▶ [Extrait]
»»

Cette bataille peut paraître dérisoire au regard des autres fossés qui restent à combler entre les communautés en matière de logement, d’emploi, de propriété foncière ou d’éducation.

Mais le mois dernier, le président Jacob Zuma a une fois de plus appelé à “déracialiser l’économie”, se plaignant que la population noire, majoritaire dans le pays, ne possède que 3% de la bourse de Johannesburg (JSE).

Faux, s’est défendue la bourse, qui a recensé 23% d’actionnaires noirs au sein des cent plus grandes entreprise cotées: 10% en direct et 13% via des fonds de pension ou holdings.

Le reste se répartit entre des Sud-Africains blancs (22%), des investisseurs étrangers (39%) et un mélange d’actionnaires aux caractéristiques variées non identifiés, parmi lesquels également des Sud-Africains noirs, selon le Johannesburg Stock Exchange.

««

▶ [Données fournies]
»»

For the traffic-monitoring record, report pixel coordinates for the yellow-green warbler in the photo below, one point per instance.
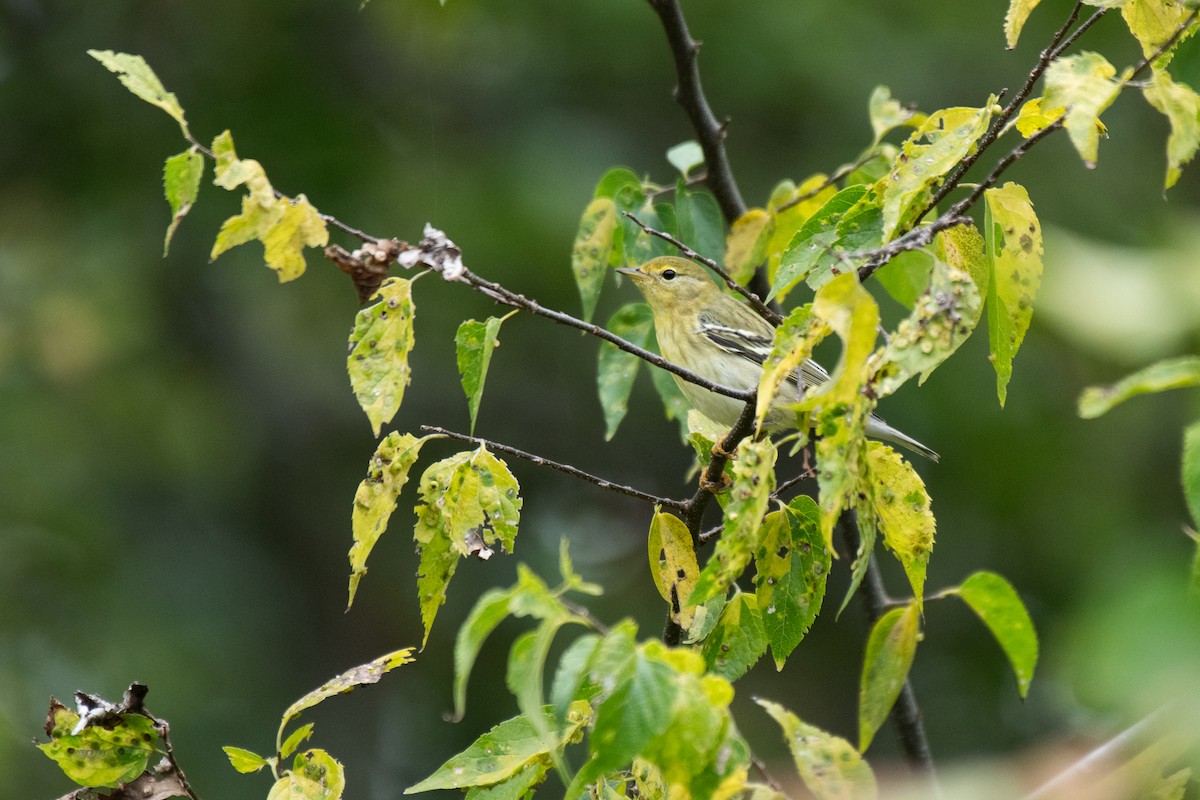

««

▶ [Consignes]
**1)** Reproduisez le passage de l'extrait sur l'actionnariat de la bourse de Johannesburg qui commence aux mots « Mais le mois » et s'achève après « de Johannesburg (JSE). ».
**2)** Répondez aux questions suivantes d'après l'extrait sur l'actionnariat de la bourse de Johannesburg :
(a) Selon Jacob Zuma, quelle part de la bourse de Johannesburg la population noire possède-t-elle ?
(b) Quelle proportion d'actionnaires noirs la bourse a-t-elle recensée au sein des cent plus grandes entreprises cotées ?
(c) Quelle part revient aux investisseurs étrangers ?
**3)** Prolongez l'extrait sur l'actionnariat de la bourse de Johannesburg à la suite de sa dernière phrase.

▶ [Résultats]
**1)**
Mais le mois dernier, le président Jacob Zuma a une fois de plus appelé à “déracialiser l’économie”, se plaignant que la population noire, majoritaire dans le pays, ne possède que 3% de la bourse de Johannesburg (JSE).

**2)**
(a) 3 %.
(b) 23 %, dont 10 % en direct et 13 % via des fonds de pension ou holdings.
(c) 39 %.

**3)**
La place de Johannesburg, dont la création remonte à la fin du 19e siècle avec l’exploitation de l’or et du diamant, figure parmi les vingt plus importantes dans le monde.

– Discrimination positive depuis 1994 –

Des multinationales minières comme Anglo American ou BHP Billiton y sont cotés.

Certaines de ses grandes entreprises ont réservé un pourcentage de leur capital à des investisseurs noirs, comme la loi leur impose pour corriger les déséquilibres hérités du passé ségrégationniste.

Le système a profité à une petite élite noire bien connectée politiquement, notamment à l’ANC, le parti de Nelson Mandela au pouvoir depuis 1994.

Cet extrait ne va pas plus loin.